_BRIEF_: Can you write out all the records again with "rough mask" replaced by "coarse mask" wherever it appears, everything else unchanged and the pictures left out?

--- DATA TO EXAMINE ---

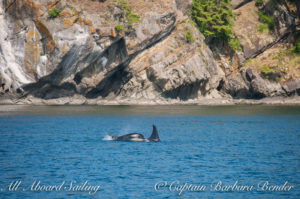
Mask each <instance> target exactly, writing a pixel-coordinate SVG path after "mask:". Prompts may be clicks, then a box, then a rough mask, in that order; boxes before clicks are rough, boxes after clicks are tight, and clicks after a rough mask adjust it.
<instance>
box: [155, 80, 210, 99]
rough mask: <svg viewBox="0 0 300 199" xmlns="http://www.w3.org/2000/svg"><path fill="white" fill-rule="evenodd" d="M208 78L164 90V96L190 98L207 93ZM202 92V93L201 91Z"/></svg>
mask: <svg viewBox="0 0 300 199" xmlns="http://www.w3.org/2000/svg"><path fill="white" fill-rule="evenodd" d="M207 83H208V80H202V81H196V82H194V83H192V84H186V85H181V86H179V87H178V88H174V89H172V90H167V91H164V92H162V94H161V96H162V97H164V98H171V99H180V100H184V101H185V100H188V99H195V98H198V97H199V95H200V96H204V95H205V94H206V90H205V87H206V84H207ZM199 92H200V93H199Z"/></svg>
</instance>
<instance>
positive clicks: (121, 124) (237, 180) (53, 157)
mask: <svg viewBox="0 0 300 199" xmlns="http://www.w3.org/2000/svg"><path fill="white" fill-rule="evenodd" d="M152 124H155V125H156V126H157V128H158V132H159V135H160V139H161V142H160V143H144V142H116V141H109V140H107V138H108V135H109V134H114V135H123V134H126V133H133V132H138V133H142V134H144V135H145V137H148V136H150V134H151V131H152ZM18 184H19V186H17V185H18ZM242 186H243V187H244V189H243V190H242V188H241V187H242ZM51 187H52V190H50V189H51ZM251 187H252V188H251ZM247 188H248V189H247ZM0 198H104V199H110V198H112V199H114V198H224V199H227V198H241V199H245V198H270V199H276V198H295V199H296V198H300V107H295V106H259V105H256V106H250V105H240V106H148V107H146V106H0Z"/></svg>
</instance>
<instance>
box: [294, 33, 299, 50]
mask: <svg viewBox="0 0 300 199" xmlns="http://www.w3.org/2000/svg"><path fill="white" fill-rule="evenodd" d="M294 52H295V53H297V54H300V37H299V38H298V39H297V40H296V43H295V48H294Z"/></svg>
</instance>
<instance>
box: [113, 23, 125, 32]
mask: <svg viewBox="0 0 300 199" xmlns="http://www.w3.org/2000/svg"><path fill="white" fill-rule="evenodd" d="M115 29H116V31H117V32H123V31H125V27H124V26H123V25H121V24H117V25H116V26H115Z"/></svg>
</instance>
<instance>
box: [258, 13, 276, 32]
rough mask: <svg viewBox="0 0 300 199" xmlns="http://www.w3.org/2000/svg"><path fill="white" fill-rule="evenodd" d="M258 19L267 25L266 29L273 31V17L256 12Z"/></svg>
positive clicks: (273, 20) (273, 19)
mask: <svg viewBox="0 0 300 199" xmlns="http://www.w3.org/2000/svg"><path fill="white" fill-rule="evenodd" d="M258 16H259V20H260V21H261V22H262V23H264V24H265V25H267V26H268V29H269V30H271V31H273V30H274V28H275V19H274V18H273V17H272V16H268V15H266V14H264V13H263V12H258Z"/></svg>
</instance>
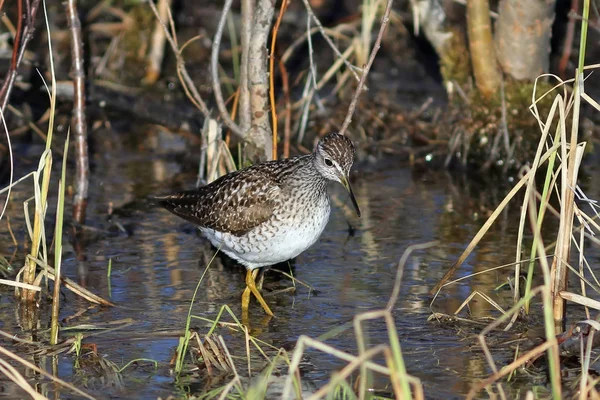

---

_WRITTEN RESPONSE_:
Mask each <instance> target exactly, writing a pixel-coordinate SVG path after "mask:". Prompts may be clicks, then a box, then a coarse mask, in that order; boxes before clicks are rough, boxes after clicks are tight, and clicks after a coarse mask adjust it.
<instance>
box: [155, 80, 210, 99]
coarse mask: <svg viewBox="0 0 300 199" xmlns="http://www.w3.org/2000/svg"><path fill="white" fill-rule="evenodd" d="M208 78L164 90V96L190 98L207 93ZM202 92V93L201 91Z"/></svg>
mask: <svg viewBox="0 0 300 199" xmlns="http://www.w3.org/2000/svg"><path fill="white" fill-rule="evenodd" d="M207 83H208V80H202V81H196V82H194V83H192V84H186V85H181V86H179V87H178V88H174V89H172V90H167V91H164V92H162V94H161V96H162V97H164V98H171V99H180V100H184V101H185V100H188V99H195V98H198V97H199V95H200V96H204V95H205V94H206V90H205V87H206V84H207ZM199 92H200V93H199Z"/></svg>
</instance>
<instance>
positive clicks: (121, 124) (237, 180) (53, 157)
mask: <svg viewBox="0 0 300 199" xmlns="http://www.w3.org/2000/svg"><path fill="white" fill-rule="evenodd" d="M152 124H155V125H156V126H157V128H158V132H159V135H160V139H161V142H160V143H144V142H116V141H109V140H107V138H108V135H109V134H114V135H123V134H126V133H133V132H138V133H142V134H144V135H145V137H148V136H150V134H151V131H152ZM18 184H19V186H17V185H18ZM242 186H243V187H244V189H243V190H242V188H241V187H242ZM51 187H52V190H50V189H51ZM251 187H252V188H251ZM247 188H248V189H247ZM0 198H104V199H110V198H112V199H114V198H224V199H227V198H241V199H245V198H270V199H276V198H295V199H296V198H300V107H295V106H259V105H256V106H250V105H240V106H148V107H146V106H0Z"/></svg>
</instance>
<instance>
box: [294, 33, 299, 50]
mask: <svg viewBox="0 0 300 199" xmlns="http://www.w3.org/2000/svg"><path fill="white" fill-rule="evenodd" d="M294 52H295V53H297V54H300V37H299V38H298V39H297V40H296V43H295V48H294Z"/></svg>
</instance>
<instance>
box: [113, 23, 125, 32]
mask: <svg viewBox="0 0 300 199" xmlns="http://www.w3.org/2000/svg"><path fill="white" fill-rule="evenodd" d="M115 29H116V31H117V32H123V31H125V27H124V26H123V25H121V24H117V25H116V26H115Z"/></svg>
</instance>
<instance>
box: [258, 13, 276, 32]
coarse mask: <svg viewBox="0 0 300 199" xmlns="http://www.w3.org/2000/svg"><path fill="white" fill-rule="evenodd" d="M258 19L267 25L266 29L273 31V17L256 12Z"/></svg>
positive clicks: (273, 20) (273, 19)
mask: <svg viewBox="0 0 300 199" xmlns="http://www.w3.org/2000/svg"><path fill="white" fill-rule="evenodd" d="M258 16H259V20H260V21H261V22H262V23H264V24H265V25H267V26H268V29H269V30H271V31H273V30H274V28H275V19H274V18H273V17H272V16H268V15H266V14H264V13H263V12H258Z"/></svg>
</instance>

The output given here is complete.